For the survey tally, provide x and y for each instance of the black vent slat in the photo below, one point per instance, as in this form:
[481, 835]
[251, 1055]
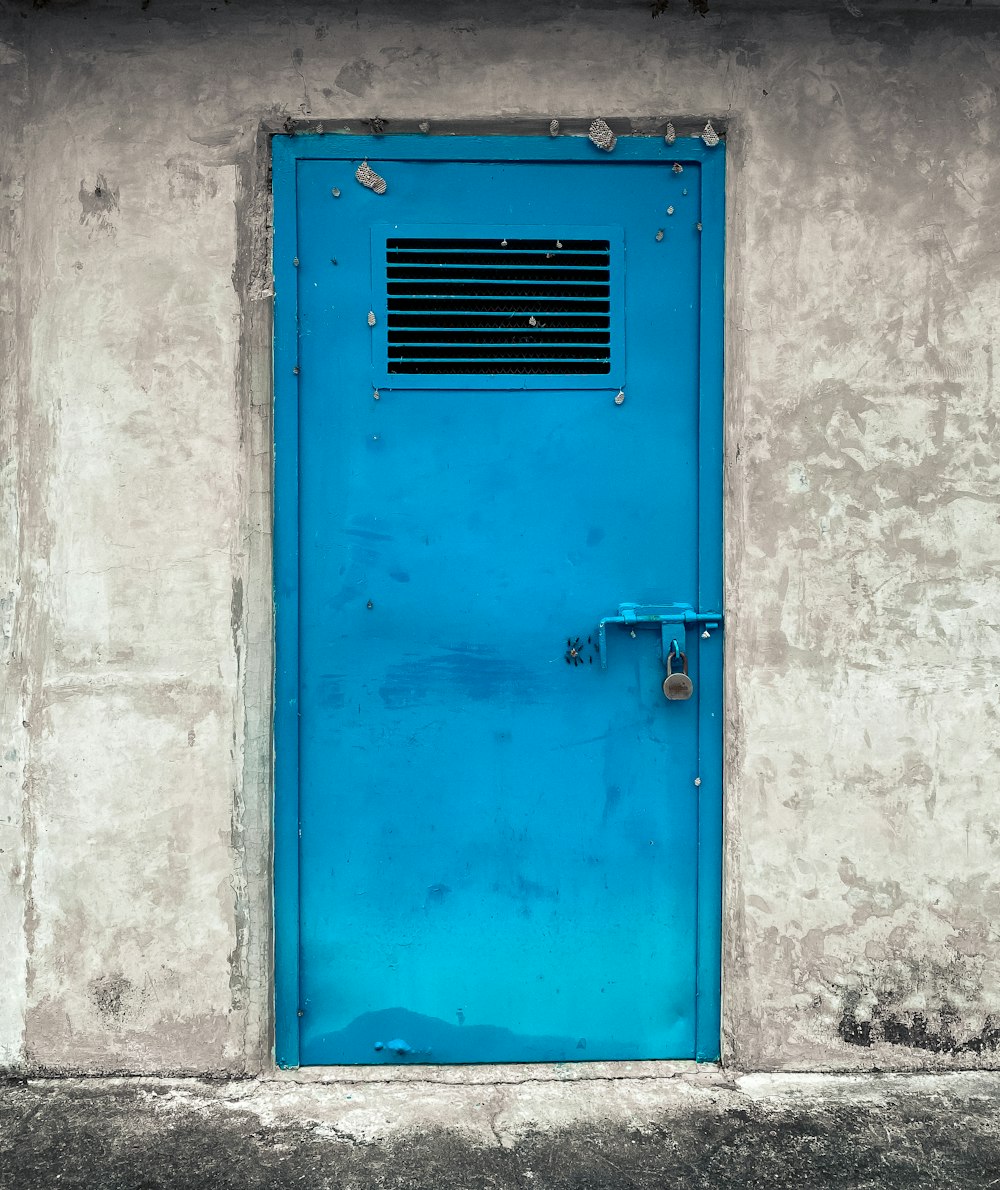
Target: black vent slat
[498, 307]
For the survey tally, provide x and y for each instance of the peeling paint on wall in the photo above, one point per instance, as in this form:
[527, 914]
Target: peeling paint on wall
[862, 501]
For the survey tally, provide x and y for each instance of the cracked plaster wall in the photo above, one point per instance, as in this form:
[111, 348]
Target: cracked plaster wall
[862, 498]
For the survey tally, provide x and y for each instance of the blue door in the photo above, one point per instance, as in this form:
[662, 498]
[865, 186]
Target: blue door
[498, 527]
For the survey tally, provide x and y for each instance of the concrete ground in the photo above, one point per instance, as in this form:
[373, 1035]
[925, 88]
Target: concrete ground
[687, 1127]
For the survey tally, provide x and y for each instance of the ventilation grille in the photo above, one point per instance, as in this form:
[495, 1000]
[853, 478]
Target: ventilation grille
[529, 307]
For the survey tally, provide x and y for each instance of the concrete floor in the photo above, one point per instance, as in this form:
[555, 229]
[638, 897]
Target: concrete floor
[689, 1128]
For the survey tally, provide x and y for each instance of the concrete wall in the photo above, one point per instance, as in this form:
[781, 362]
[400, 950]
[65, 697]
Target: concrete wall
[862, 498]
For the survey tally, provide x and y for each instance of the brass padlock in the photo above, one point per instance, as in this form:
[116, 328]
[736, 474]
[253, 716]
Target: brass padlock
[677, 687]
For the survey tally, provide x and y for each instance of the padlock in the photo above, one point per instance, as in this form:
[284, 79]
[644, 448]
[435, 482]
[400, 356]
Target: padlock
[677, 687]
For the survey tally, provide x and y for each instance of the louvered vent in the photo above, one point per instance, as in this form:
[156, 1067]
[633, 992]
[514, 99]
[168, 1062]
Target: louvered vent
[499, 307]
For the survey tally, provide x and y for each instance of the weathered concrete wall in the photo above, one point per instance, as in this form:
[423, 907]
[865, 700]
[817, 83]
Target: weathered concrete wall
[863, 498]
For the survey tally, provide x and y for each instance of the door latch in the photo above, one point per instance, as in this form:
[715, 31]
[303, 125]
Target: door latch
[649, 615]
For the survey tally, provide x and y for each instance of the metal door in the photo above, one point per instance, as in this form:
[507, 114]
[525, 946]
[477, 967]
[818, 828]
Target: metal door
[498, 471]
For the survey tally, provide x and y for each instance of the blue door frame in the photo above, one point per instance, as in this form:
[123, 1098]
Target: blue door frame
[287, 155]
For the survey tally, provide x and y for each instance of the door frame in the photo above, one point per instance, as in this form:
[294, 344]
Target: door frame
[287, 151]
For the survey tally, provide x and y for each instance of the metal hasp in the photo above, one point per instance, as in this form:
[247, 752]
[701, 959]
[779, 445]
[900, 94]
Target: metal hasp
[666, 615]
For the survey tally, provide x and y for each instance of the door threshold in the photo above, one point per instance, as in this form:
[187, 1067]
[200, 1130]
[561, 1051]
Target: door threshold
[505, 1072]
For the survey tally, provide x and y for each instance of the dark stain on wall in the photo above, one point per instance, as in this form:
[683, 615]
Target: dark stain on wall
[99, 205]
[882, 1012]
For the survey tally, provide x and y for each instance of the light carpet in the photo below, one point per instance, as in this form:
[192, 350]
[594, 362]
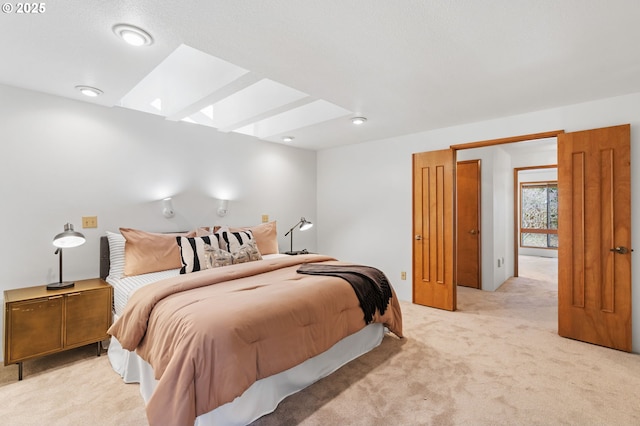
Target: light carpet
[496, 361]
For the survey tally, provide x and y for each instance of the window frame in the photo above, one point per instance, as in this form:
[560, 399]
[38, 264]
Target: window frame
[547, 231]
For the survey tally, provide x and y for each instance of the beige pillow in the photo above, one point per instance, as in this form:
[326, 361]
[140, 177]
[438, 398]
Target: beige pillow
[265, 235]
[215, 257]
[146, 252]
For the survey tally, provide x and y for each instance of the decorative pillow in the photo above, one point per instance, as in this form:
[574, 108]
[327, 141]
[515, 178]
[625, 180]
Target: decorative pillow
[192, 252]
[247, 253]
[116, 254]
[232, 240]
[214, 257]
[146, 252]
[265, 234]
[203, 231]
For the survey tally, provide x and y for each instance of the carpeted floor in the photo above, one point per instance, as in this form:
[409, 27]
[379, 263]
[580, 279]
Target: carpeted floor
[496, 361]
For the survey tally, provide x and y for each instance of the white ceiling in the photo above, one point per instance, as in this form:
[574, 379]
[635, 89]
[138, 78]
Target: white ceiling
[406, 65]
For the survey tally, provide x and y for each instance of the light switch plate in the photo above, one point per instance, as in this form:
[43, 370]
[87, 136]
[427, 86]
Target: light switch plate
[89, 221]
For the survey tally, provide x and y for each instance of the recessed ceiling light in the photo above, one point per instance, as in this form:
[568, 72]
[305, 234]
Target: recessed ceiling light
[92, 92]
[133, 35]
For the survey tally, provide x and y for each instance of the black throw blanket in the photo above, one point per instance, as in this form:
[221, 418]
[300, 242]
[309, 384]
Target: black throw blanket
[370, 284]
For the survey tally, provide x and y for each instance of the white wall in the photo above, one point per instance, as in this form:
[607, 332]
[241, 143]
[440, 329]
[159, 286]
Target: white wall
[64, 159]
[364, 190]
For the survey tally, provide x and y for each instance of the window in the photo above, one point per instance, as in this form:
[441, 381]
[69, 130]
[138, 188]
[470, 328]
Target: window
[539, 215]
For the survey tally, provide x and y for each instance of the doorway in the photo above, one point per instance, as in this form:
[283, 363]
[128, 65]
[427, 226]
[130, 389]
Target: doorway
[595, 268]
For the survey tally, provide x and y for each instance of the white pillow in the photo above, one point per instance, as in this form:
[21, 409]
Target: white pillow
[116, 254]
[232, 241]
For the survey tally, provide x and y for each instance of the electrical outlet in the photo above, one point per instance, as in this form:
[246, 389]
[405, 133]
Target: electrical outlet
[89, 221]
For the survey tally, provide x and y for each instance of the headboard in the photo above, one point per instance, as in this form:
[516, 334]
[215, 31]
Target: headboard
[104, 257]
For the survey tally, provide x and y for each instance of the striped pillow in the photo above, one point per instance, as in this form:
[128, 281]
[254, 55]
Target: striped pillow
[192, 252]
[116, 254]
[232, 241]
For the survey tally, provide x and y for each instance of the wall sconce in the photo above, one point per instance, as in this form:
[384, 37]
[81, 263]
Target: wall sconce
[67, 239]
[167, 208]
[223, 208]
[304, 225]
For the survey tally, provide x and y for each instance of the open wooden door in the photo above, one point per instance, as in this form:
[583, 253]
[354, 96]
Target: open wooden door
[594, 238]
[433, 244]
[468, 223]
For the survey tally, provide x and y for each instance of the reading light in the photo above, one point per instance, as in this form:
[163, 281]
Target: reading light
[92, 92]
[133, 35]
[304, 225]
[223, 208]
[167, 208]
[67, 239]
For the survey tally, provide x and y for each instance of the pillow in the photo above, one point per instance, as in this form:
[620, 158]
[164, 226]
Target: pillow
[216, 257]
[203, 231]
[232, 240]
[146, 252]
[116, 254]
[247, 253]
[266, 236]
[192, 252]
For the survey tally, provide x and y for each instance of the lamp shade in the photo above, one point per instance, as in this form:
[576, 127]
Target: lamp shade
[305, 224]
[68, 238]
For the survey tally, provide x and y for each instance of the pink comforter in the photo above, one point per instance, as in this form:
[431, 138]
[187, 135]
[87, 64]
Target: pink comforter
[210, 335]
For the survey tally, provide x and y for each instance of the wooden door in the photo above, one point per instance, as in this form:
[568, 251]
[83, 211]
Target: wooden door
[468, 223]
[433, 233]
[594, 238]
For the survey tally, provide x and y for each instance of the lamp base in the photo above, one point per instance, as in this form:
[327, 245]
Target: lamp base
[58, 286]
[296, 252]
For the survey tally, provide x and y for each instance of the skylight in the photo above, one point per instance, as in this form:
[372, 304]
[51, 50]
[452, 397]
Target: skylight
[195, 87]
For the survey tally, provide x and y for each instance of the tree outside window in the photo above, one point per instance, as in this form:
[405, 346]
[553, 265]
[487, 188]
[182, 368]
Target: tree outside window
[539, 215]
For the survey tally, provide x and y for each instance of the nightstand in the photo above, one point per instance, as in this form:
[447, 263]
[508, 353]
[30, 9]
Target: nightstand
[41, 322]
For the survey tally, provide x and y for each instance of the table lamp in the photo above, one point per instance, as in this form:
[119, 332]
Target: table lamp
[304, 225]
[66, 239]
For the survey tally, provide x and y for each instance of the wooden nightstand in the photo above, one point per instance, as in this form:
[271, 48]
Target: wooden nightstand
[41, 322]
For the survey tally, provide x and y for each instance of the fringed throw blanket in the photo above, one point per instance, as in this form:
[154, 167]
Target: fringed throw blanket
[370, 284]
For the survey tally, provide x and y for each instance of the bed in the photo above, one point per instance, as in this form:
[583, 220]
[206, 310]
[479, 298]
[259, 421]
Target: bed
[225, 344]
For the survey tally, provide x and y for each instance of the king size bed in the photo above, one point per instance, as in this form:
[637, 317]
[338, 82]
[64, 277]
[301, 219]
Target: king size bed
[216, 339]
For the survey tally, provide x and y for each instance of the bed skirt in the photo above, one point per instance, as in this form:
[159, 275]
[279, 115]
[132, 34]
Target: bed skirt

··········

Work item: Every line of the material that includes the word "below" needs to be copied.

Response box:
For the survey tally, provide x and y for each instance of the black vent slat in the photo below, one point per instance, as in this form:
For the survey tally, provide x and y for each instance of the light carpet in the photo below, one point per instance, as in this form:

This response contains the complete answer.